>> START RECORDED DATA

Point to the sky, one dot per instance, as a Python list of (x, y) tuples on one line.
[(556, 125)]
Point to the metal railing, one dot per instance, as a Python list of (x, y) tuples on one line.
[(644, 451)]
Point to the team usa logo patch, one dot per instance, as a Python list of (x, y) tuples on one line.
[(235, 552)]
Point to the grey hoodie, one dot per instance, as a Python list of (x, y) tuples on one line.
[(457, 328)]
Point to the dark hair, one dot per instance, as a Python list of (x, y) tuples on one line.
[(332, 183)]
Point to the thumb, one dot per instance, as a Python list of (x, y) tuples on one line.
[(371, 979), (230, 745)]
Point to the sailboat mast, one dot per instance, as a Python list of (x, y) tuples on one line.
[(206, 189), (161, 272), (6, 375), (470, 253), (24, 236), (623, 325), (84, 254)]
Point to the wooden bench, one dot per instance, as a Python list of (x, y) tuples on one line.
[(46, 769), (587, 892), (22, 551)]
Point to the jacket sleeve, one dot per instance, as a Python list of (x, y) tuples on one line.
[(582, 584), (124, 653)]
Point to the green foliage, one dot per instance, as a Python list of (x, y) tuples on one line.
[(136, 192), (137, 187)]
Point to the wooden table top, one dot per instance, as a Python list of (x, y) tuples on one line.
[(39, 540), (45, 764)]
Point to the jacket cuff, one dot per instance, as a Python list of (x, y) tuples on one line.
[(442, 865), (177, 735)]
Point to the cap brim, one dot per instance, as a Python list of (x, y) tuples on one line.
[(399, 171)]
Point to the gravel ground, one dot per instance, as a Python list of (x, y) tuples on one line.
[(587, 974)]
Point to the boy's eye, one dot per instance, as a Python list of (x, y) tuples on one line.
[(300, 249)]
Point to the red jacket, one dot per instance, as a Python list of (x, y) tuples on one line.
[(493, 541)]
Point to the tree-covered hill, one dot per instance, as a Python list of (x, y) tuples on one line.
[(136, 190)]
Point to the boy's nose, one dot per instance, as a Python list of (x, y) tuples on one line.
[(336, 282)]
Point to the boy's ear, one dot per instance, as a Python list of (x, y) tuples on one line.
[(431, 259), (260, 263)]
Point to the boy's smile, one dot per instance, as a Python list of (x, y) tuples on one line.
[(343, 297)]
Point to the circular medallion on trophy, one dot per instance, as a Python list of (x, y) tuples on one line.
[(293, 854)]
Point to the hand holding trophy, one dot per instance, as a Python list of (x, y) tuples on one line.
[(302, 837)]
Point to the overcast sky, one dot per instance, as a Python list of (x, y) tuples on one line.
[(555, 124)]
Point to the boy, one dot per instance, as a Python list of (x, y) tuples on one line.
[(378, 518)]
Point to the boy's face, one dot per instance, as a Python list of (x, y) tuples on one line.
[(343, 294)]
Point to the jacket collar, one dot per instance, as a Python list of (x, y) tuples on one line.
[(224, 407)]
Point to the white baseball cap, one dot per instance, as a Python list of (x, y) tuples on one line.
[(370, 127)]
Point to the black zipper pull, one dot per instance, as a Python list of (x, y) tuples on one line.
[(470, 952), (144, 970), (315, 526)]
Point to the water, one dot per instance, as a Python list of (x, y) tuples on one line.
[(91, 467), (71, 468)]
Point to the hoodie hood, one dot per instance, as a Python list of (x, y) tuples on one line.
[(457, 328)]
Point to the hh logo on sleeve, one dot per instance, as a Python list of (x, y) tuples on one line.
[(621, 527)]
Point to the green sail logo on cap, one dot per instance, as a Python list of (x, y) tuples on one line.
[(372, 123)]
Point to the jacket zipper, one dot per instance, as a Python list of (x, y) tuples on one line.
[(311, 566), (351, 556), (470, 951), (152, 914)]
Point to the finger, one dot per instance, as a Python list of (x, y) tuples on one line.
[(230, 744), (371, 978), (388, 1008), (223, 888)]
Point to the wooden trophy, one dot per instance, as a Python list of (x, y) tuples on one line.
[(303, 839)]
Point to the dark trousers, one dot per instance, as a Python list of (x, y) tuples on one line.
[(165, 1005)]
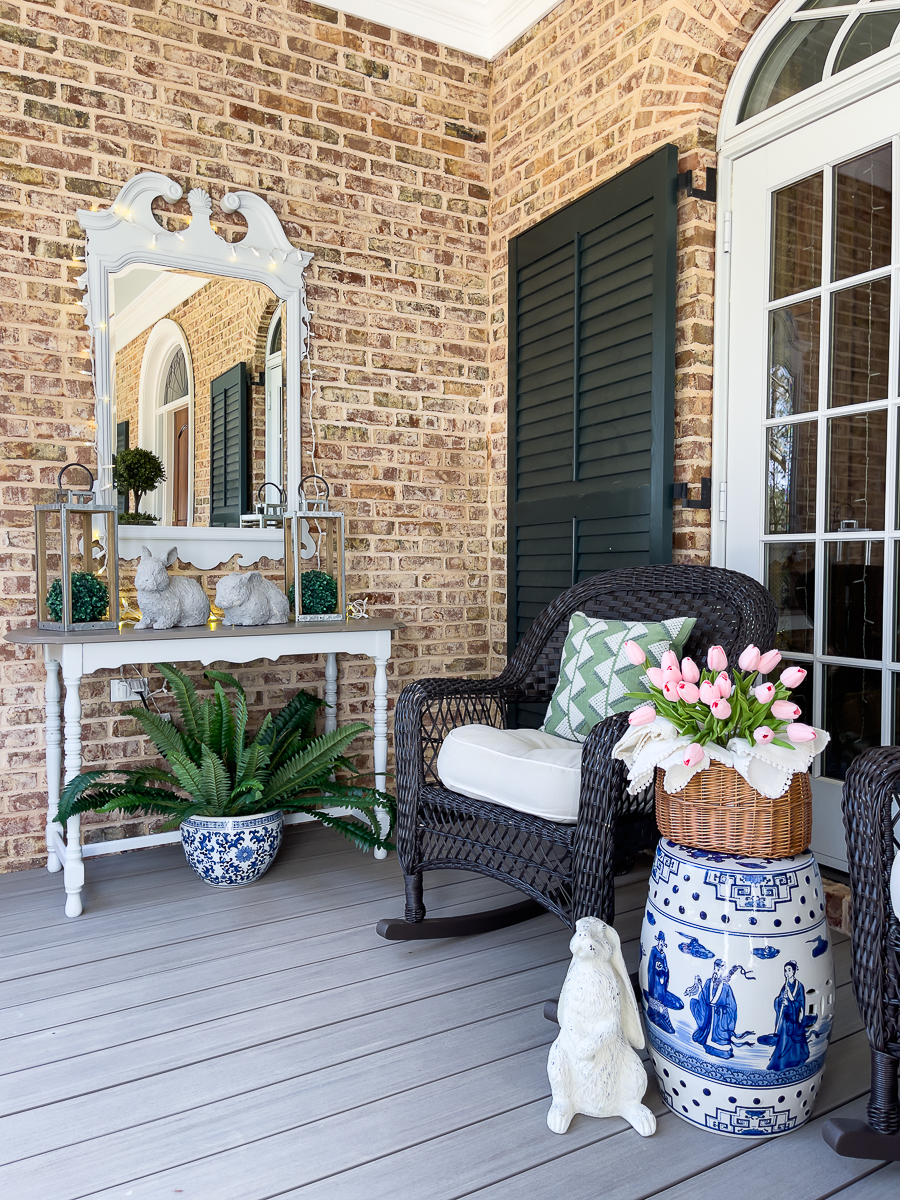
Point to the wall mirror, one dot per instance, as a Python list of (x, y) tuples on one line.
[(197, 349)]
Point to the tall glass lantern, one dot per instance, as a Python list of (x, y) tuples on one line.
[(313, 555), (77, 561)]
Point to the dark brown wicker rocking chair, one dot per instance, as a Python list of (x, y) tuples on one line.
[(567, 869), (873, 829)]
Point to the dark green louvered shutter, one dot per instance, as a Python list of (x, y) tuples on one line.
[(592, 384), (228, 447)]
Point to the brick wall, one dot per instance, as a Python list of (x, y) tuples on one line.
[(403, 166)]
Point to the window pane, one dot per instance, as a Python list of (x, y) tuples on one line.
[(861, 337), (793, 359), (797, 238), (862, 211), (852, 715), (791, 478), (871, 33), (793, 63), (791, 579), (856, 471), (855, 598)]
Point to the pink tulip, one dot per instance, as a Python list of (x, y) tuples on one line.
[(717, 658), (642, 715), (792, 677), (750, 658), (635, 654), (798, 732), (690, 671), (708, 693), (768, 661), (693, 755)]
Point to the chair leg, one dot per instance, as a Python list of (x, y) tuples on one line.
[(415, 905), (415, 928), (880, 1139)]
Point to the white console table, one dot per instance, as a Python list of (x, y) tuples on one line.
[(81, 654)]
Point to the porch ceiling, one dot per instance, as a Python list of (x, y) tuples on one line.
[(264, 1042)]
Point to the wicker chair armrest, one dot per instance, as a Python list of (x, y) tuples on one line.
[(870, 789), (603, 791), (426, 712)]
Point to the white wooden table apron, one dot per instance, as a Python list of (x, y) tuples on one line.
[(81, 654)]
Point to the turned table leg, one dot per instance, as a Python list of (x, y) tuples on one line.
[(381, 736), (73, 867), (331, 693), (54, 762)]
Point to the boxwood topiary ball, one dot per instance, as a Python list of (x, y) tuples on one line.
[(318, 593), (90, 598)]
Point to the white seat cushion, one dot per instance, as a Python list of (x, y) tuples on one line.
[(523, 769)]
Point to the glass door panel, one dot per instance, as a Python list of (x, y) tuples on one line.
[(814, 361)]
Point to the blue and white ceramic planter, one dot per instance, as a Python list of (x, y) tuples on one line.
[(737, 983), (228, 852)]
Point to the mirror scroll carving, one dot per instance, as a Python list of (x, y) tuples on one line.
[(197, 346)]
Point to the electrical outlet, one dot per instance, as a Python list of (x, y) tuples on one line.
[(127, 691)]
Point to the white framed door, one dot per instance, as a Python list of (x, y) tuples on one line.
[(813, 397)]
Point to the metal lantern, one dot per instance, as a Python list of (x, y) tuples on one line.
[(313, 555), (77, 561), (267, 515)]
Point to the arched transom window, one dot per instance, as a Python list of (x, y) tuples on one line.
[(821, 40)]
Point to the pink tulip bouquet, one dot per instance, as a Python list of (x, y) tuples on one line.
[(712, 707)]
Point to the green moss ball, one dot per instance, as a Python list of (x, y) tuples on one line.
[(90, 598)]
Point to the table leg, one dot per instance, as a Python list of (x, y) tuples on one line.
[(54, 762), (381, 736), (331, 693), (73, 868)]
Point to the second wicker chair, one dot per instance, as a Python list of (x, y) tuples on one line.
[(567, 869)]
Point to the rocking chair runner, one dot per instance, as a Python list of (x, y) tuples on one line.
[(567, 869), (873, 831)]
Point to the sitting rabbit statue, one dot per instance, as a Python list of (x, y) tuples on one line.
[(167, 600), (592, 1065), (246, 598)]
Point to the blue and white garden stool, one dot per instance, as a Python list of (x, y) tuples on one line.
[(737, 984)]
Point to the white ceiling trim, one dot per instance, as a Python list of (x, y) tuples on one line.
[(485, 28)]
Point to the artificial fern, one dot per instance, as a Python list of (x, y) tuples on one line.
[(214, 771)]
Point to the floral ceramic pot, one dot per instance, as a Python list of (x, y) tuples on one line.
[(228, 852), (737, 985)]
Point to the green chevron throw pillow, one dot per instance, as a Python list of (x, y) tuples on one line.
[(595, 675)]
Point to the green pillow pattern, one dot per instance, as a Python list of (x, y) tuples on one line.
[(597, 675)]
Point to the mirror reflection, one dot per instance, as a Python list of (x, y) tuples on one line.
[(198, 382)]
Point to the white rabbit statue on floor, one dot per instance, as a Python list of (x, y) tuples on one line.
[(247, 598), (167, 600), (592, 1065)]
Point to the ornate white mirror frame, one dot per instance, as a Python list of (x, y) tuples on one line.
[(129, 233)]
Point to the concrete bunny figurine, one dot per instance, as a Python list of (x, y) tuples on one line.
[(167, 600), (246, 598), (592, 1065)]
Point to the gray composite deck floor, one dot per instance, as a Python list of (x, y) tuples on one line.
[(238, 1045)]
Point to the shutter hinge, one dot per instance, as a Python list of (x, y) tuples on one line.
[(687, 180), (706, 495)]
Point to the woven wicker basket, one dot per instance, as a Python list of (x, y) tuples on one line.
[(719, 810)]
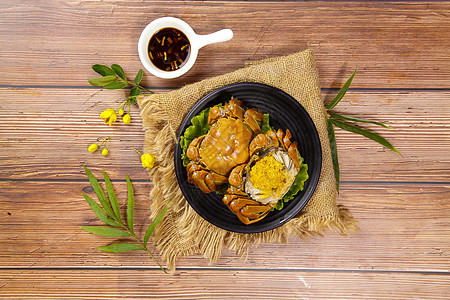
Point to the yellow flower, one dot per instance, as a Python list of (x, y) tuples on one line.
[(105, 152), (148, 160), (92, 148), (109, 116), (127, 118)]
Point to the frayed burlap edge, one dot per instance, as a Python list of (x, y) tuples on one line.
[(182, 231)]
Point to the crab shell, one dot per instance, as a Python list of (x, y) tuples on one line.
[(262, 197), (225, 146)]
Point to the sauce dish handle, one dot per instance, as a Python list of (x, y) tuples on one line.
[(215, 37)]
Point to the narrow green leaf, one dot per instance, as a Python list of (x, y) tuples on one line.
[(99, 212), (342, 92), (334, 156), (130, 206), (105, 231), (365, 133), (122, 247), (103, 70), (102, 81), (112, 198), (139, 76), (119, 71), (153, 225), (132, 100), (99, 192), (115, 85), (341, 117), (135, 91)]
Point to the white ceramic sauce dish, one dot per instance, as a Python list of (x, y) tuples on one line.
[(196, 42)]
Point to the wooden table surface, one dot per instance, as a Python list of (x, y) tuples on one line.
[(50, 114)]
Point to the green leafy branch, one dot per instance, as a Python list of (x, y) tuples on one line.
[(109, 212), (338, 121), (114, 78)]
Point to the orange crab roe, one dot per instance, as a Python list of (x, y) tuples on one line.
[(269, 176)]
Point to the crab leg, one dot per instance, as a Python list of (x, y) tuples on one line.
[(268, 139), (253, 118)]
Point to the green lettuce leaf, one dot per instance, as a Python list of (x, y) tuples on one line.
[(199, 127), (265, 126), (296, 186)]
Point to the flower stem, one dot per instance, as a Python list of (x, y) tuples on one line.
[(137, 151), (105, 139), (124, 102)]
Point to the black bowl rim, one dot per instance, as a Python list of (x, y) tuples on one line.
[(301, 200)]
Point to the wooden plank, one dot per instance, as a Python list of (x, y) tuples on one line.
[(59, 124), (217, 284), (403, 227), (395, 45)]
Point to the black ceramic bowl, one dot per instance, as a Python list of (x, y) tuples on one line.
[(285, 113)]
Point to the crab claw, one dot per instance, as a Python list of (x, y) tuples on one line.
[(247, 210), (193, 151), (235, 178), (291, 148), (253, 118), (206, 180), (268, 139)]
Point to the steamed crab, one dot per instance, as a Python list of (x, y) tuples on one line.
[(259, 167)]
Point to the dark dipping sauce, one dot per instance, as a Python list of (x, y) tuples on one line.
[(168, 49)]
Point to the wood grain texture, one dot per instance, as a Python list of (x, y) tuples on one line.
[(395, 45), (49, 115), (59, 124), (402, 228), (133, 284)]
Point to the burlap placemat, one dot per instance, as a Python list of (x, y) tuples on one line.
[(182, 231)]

>> END RECORDED DATA

| WRITTEN REQUEST |
Please update the part of the data that opens with the line containing "Point to the green leafy" and closes with the line containing "[(199, 127), (265, 126), (296, 186)]" by changing "lettuce" to "cabbage" and leaving everything else unchanged. Give back only those lines.

| REPLY |
Point to the green leafy branch, one dot per instance, as a Python list of (x, y) tuples on one line.
[(109, 212), (338, 121), (114, 78)]
Point to the orange crab roe, one dot per instance, as a Python list of (x, y) tuples on one line.
[(269, 176)]
Point to the crab leg, one dot per instance, as a Python list of (x, y) tuples on one line.
[(268, 139), (253, 118)]
Point to the green cabbage leaf, one dot per instance, as a Python list of (x, y) tuples on one line.
[(199, 127), (265, 126), (296, 186)]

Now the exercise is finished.